_What to produce_: In the TIPS market report below, by how much did the TIP ETF rise over the week?

_Source document_:
++++++++

TIPS settle down after days of panic selling

The market for Treasury Inflation-Protected Securities rebounded nicely last week after several days of panic selling in the wake of Federal Reserve Chairman’s Ben Bernanke’s comments on ‘tapering’ of the Fed’s bond-buying stimulus program. The TIP ETF rose 2.8% on the week.

5-day trading in TIP

But the needle has definitely moved, with 10-year TIPS returning solidly to yields positive to inflation. As of Friday, the 10-year nominal Treasury had settled in at 2.52%, up 66 basis points this year. If it holds at that level for the near term, TIPS yields should be holding steady around Friday’s numbers:

  • 5-year TIPS, with a yield of -0.35%, up 101 basis points this year.
  • 10-year TIPS, with a yield of 0.53%, up 115 basis points this year.
  • 30-year TIPS, with a yield of 1.31%, up 84 basis points this year.

The recent selloff in TIPS was much more frenzied than the overall Treasury market (115 versus 66 basis points) and that pushed the 10-year inflation breakeven point down sharply, settling in at 1.99% on Friday. I don’t think the breakeven rate is going much lower, so future rises in TIPS yields should follow nominal Treasurys more closely.

Here’s a chart showing the 10-year TIPS breakeven rate over the last 10 years. Although the rate can decline sharply at times of panic, it traditionally runs above 2.0%:

10-year TIPS breakeven

Michael Ashton, an inflation watcher who writes the E-piphany blog, makes the case that TIPS won’t continue under-performing Treasurys:

As the bond selloff extends, I don’t think TIPS will continue to underperform nominal bonds. I believe breakevens, already at low levels (the 10-year breakeven, at 1.97%, is lower than any actual 10-year inflation experience since 1958-1968), will be hard to push much lower, especially in a rising-yield environment.

++++++++

_Supplied material_:
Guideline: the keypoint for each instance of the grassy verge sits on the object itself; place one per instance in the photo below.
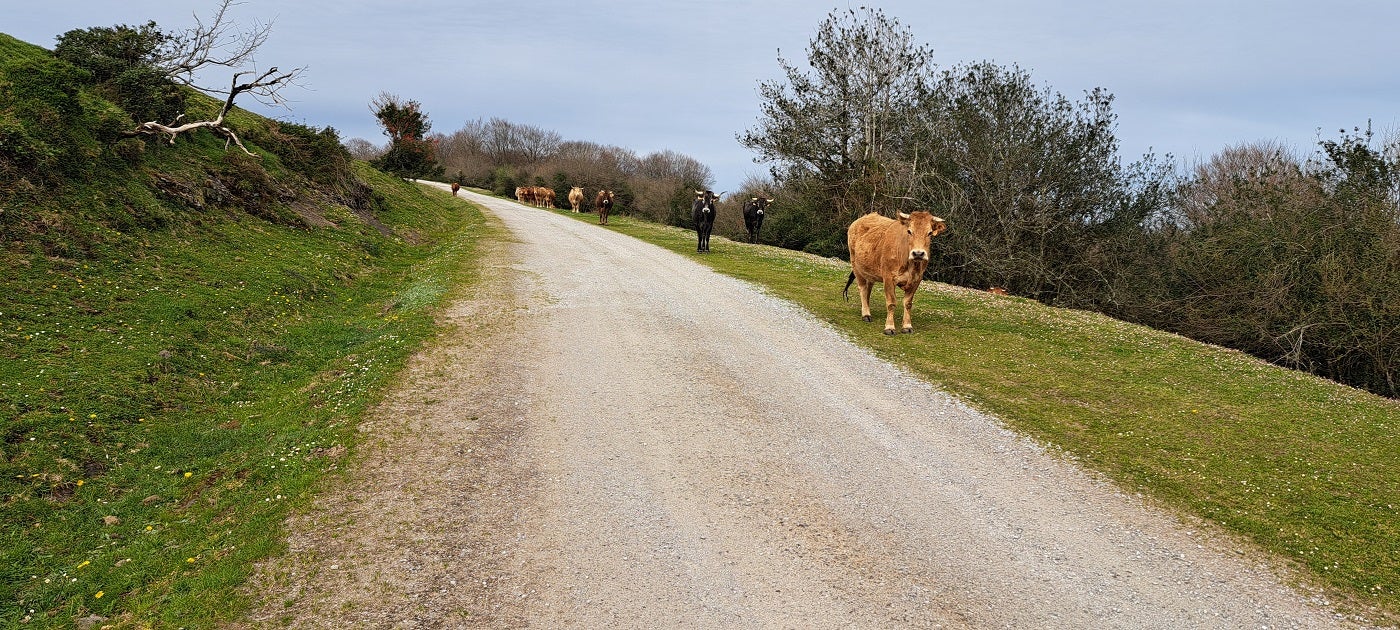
(1302, 466)
(174, 394)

++++++++

_Final result_: 2.8%